### Problems to work on
A: Using the passage on treating Curvularia keratitis, decide whether each statement agrees with it. Answer yes or no for each, and quote the words of the passage that settle it. (i) Most isolates remain susceptible to natamycin even though the drug is used continuously. (ii) A negative culture from scrapings taken during treatment shows that the infection has cleared. (iii) Therapy should be continued for at least four weeks.
B: Write the next few sentences of the passage on treating Curvularia keratitis, picking up after its final sentence on excluding bacterial co-infection.

### Quoted passage

Topical 5% natamycin, 0.15% amphotericin B, or 1% itraconazole can be augmented with systemic amphotericin B, fluconazole, itraconazole, voriconazole as there may be limited penetration into corneal tissue. Curvularia has higher in vitro MIC50 and MIC90 for fluconazole, voriconazole, and flucytosine compared to natamycin and amphotericin B; however, caspofungin is effective (1, 8, 9). Most isolates are susceptible to natamycin, despite continuous use of the drug. Antifungal resistance is emerging in secondarily transmitted fungi exposed to hospital environments (10-12). Biocides such as polyhexamethylene biguanide and chlorhexidine gluconate also inhibit Curvularia.
Topical saturation therapy and around the clock hourly topical therapy can be tapered over a few days for superficial keratitis. Clinical improvement includes reduction of pain, decrease in size of infiltrate, disappearance of satellite lesions, rounding off of feathery margin of the ulcer, and fibrosis of healing lesions. Biomicroscopic prognosis is done by evaluating edge of infiltrate, density of suppuration/hypopyon, stromal cellular infiltrate, and oedema (3, 4). Conjunctival chemosis as well as injection and punctate epithelial keratopathy may indicate toxicity of the antifungal agent. Negative culture from scrapings during treatment may be false negative as active proliferation may continue in the stroma due to poor drug penetration. Therapy should be continued for at least 6 weeks. Infections with multiresistant fungi may lead to delayed healing and/or failure of therapy warranting surgical intervention. Bacterial co-infection needs to be excluded (2, 5).

### Information provided
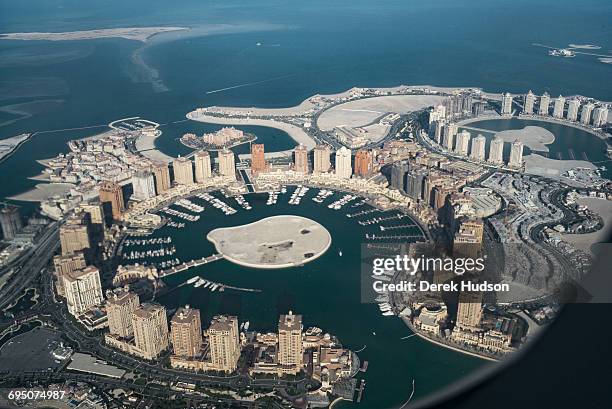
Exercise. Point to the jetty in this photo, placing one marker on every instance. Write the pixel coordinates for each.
(189, 264)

### Results of the tasks
A:
(i) Yes: "Most isolates are susceptible to natamycin, despite continuous use of the drug."
(ii) No: "Negative culture from scrapings during treatment may be false negative as active proliferation may continue in the stroma due to poor drug penetration."
(iii) No: "Therapy should be continued for at least 6 weeks."

B:
Curvularia species have been implicated in cases of systemic infections such as endocarditis, peritonitis, urinary, pulmonary, cerebral, and disseminated infections. It can also cause liver, spleen, and brain abscess. Subcutaneous infections include keratitis, allergic or invasive sinusitis, allergic bronchoalveolar disease, phaeohyphomycotic cyst, leg ulcer, and mycetoma. Superficial infections include onychomycosis and dermatomycosis. Outbreaks in silicon breast impants, intraocular lenses, and contact lenses have been reported. Dialysis related peritonitis, dialysis tube block and postsurgical endocarditis might be healthcare associated infections (3).
The 2 cases of Curvularia acquired from environmental sources without obvious trauma represents transmission of the pathogen through air-dispersed conidia, which has been scantily reported in literature. Surgical trauma followed by reduced local immunity and avascular nature of cornea may render it susceptible to invasion by exogenous emerging opportunistic pathogens from environment. Prevention entails reducing exposure to atmospheric pollutants containing fungal elements of Curvularia and other pathogenic fungi. Military veterans may need to be sensitized against potential ocular pathogens post ocular surgery. With increasing ocular surgeries in the immunocompromised, a high index of clinical and microbiological suspicion is required for optimal diagnosis of novel pathogens in keratomycosis (13).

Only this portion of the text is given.